- _Goal_
Reproduce the part of the cigar forum thread that runs from "This is a question" up to and including "virtually the same.", without changing any word or mark.

- _Source extract_
++++

# Cigar Characteristics Per Country?



## brettwoody (Dec 2, 2012)

This is a question for some of you pro's out there... 

For some reason, I find myself drawn more to Dominican cigars than any other country (other than Cubans which, I only rarely get my hands on). As a fairly new smoker, I'm interested to find out if there are distinct characteristics of cigars from each country, or if my preference is generally unfounded... Kind of like how everyone has their preferred domestic beer (bud, coors, miller, etc...) but they all taste virtually the same. 

Thanks!


----------



## Scott W. (Jul 10, 2008)

Cuba = twang, no doubt


----------



## Danfish98 (Jun 5, 2011)

There's definitely different characteristics for different countries. I prefer Nicaraguan tobacco personally since it tends to be more full bodied.


----------



## AStateJB (Oct 13, 2011)

++++

- _Information shown_
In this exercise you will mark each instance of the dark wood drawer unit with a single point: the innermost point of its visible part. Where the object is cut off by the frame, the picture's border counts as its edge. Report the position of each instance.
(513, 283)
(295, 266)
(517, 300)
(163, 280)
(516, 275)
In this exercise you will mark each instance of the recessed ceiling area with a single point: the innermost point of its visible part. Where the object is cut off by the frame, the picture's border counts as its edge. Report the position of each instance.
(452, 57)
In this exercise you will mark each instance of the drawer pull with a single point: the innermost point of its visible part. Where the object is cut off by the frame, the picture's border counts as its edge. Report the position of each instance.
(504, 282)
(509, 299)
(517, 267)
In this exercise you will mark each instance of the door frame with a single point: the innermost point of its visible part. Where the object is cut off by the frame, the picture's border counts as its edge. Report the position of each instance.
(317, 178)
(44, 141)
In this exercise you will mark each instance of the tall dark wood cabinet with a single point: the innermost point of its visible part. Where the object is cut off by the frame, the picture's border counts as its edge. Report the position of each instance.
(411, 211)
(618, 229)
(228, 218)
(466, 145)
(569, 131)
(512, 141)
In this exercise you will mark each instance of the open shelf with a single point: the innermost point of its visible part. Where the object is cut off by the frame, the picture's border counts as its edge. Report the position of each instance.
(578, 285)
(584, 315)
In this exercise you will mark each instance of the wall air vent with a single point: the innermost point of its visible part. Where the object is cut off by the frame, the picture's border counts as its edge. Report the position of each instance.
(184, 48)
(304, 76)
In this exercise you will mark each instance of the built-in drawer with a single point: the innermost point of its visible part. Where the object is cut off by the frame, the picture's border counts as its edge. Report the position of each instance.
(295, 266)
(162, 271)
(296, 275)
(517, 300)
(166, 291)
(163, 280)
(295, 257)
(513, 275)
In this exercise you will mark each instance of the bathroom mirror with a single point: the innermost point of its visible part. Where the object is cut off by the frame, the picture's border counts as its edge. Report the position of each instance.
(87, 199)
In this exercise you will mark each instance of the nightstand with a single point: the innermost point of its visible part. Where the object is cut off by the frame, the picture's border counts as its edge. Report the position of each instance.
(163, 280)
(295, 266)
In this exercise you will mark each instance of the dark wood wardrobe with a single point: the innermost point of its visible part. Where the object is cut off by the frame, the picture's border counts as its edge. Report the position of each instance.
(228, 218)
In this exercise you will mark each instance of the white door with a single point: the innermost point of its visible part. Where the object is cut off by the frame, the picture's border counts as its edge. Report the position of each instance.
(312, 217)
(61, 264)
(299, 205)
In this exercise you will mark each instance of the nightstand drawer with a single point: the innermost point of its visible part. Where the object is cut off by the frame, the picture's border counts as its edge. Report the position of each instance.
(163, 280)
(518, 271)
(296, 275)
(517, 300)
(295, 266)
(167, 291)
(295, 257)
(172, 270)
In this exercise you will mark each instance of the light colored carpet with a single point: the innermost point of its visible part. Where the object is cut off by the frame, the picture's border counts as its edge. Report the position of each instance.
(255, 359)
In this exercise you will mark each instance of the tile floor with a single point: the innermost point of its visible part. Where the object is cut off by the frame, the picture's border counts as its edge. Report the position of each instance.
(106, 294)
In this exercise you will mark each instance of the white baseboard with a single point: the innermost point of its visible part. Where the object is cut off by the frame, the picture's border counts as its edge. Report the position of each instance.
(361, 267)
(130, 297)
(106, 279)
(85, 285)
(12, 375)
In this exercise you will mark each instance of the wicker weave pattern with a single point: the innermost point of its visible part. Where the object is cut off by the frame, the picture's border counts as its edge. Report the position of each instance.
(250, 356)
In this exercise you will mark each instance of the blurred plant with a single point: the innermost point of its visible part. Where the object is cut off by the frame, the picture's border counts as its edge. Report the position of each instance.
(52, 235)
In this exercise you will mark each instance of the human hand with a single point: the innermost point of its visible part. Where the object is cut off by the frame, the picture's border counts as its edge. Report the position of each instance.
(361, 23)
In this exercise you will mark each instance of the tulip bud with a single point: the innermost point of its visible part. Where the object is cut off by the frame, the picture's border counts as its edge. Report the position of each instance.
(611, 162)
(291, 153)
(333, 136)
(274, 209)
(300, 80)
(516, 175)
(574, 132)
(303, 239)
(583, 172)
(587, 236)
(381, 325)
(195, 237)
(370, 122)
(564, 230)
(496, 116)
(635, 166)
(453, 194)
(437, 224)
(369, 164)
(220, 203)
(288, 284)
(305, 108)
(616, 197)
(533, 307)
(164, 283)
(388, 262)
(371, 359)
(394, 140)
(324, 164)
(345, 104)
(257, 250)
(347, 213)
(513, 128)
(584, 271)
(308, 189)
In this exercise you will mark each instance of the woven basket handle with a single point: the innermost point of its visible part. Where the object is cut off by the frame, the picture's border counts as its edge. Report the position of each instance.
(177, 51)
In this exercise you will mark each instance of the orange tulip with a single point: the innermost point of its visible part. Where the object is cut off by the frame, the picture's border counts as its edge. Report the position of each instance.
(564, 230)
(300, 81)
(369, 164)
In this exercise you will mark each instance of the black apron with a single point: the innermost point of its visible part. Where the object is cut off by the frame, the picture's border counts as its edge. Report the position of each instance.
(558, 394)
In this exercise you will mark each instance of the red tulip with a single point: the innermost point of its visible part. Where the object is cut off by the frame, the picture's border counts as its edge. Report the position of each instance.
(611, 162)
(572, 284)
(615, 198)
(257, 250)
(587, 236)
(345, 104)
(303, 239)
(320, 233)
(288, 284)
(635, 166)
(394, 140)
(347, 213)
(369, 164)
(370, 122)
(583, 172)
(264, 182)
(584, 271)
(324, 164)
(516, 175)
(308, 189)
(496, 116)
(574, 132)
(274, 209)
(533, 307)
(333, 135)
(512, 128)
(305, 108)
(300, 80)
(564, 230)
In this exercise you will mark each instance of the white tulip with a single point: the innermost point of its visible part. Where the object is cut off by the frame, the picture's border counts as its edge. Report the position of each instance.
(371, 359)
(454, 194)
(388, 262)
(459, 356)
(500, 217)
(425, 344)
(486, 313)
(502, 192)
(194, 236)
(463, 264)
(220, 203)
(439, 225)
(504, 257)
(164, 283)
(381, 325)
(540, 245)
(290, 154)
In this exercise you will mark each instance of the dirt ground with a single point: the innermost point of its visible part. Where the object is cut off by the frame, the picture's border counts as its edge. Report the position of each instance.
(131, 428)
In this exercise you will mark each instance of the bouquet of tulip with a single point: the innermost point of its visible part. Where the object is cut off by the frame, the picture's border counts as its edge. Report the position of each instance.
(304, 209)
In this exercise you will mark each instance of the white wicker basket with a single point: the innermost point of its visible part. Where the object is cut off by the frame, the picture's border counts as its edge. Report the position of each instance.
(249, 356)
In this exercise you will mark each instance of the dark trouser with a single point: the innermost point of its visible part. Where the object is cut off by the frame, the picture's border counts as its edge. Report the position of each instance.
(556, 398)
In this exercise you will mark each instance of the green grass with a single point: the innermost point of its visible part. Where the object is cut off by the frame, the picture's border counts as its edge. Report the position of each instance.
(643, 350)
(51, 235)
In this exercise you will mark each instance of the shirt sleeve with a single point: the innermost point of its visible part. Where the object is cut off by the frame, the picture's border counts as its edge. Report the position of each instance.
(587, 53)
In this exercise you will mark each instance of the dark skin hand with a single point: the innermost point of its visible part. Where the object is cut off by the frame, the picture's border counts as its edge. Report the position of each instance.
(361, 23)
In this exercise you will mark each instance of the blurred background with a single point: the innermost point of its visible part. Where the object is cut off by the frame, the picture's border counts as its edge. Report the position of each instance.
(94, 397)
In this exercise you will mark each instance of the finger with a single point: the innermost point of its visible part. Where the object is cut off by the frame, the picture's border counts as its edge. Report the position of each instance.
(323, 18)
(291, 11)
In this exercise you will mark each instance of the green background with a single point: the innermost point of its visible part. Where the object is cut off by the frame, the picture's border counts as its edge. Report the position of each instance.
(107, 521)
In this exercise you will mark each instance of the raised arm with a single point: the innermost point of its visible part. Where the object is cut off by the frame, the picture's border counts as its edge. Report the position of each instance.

++++

- _Complete answer_
This is a question for some of you pro's out there... 

For some reason, I find myself drawn more to Dominican cigars than any other country (other than Cubans which, I only rarely get my hands on). As a fairly new smoker, I'm interested to find out if there are distinct characteristics of cigars from each country, or if my preference is generally unfounded... Kind of like how everyone has their preferred domestic beer (bud, coors, miller, etc...) but they all taste virtually the same.